### WHAT THE TASK ASKS
Starting with the line that contains "Locate every instance of the child's", reproduce each line through the end of the listing below, with no other output.

### DATA SHOWN
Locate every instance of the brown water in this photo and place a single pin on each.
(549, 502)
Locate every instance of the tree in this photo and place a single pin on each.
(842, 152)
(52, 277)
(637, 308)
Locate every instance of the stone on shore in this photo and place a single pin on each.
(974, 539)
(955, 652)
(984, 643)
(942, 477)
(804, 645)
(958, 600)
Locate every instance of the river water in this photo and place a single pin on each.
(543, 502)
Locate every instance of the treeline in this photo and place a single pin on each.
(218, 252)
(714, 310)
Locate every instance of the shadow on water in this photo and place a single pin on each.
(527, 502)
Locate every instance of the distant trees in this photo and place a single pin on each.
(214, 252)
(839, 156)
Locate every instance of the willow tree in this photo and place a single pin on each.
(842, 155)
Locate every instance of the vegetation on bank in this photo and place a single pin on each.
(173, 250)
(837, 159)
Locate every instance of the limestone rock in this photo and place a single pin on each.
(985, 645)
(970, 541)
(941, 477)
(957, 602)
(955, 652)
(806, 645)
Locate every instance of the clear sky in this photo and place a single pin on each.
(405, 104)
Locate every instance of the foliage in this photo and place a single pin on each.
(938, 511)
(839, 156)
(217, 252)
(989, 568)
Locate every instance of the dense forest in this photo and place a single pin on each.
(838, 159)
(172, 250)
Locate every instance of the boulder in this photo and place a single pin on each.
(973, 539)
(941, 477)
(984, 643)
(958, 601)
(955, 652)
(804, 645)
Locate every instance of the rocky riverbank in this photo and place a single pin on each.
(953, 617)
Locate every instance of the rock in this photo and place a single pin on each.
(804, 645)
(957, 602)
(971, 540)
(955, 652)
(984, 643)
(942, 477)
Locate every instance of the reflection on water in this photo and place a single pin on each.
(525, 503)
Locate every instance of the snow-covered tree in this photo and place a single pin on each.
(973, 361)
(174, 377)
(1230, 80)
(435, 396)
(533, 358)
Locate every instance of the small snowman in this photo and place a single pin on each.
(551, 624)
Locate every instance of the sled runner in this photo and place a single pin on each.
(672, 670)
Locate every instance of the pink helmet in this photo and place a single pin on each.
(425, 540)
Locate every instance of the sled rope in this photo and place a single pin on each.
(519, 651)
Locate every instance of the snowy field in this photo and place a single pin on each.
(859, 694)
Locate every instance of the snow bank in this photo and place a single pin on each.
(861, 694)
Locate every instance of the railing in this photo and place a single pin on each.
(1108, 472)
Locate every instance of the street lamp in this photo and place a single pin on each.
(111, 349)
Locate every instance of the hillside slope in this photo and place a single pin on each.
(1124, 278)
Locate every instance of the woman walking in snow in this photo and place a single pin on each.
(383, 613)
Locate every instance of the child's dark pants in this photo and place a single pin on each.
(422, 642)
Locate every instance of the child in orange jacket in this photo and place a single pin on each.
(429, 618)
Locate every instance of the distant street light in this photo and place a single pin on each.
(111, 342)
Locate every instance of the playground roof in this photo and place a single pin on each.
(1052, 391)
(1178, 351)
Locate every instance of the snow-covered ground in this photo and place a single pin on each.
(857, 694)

### SOLUTION TO THE PROBLEM
Locate every instance of the child's dark pants in this photo and place a single pin on each.
(422, 642)
Locate every instance of the child in orange jacket in this photo and place a single pin on each.
(429, 618)
Locate every instance of the distant street light in this photo and place a single pin on each.
(111, 342)
Locate every instance of the playground roof in this photo and place a single pin on each.
(1052, 391)
(1178, 351)
Locate every instance of the snow-covered ground in this photo and place a single pin on each.
(857, 694)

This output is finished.